Job >>
Extract each line from the entries below that contains the string "floor".

--- Begin Data shown ---

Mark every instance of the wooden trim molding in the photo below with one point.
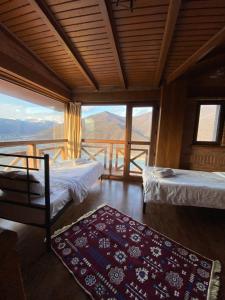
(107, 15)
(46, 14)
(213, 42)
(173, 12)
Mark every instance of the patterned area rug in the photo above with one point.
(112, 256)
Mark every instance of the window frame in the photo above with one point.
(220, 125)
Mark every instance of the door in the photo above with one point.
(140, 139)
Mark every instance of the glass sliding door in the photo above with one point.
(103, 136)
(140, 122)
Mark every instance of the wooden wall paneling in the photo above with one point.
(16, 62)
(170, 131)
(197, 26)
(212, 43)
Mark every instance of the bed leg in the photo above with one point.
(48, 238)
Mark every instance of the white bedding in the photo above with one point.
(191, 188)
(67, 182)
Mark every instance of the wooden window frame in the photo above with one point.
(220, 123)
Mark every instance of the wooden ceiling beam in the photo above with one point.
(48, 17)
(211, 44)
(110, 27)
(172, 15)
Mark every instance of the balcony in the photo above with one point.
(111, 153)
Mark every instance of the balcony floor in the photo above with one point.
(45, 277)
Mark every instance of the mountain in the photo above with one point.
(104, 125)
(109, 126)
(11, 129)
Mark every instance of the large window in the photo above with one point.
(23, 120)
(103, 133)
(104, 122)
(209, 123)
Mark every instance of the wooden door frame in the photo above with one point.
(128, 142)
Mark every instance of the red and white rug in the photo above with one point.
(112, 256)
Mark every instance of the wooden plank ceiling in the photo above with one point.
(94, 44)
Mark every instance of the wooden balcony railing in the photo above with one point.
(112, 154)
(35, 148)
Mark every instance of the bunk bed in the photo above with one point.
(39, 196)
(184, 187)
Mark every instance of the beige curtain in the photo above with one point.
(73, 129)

--- End Data shown ---
--- Begin Data shown ---

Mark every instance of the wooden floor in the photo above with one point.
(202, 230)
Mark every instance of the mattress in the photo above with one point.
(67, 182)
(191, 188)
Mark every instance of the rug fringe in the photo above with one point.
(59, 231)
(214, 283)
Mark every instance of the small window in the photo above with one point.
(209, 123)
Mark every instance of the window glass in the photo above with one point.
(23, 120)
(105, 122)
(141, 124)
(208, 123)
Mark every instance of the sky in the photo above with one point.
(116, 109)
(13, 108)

--- End Data shown ---

Answer to this task >>
Mark every instance of the balcony floor in the photo above with one point.
Mark every instance of the wooden floor in the photo above with one point.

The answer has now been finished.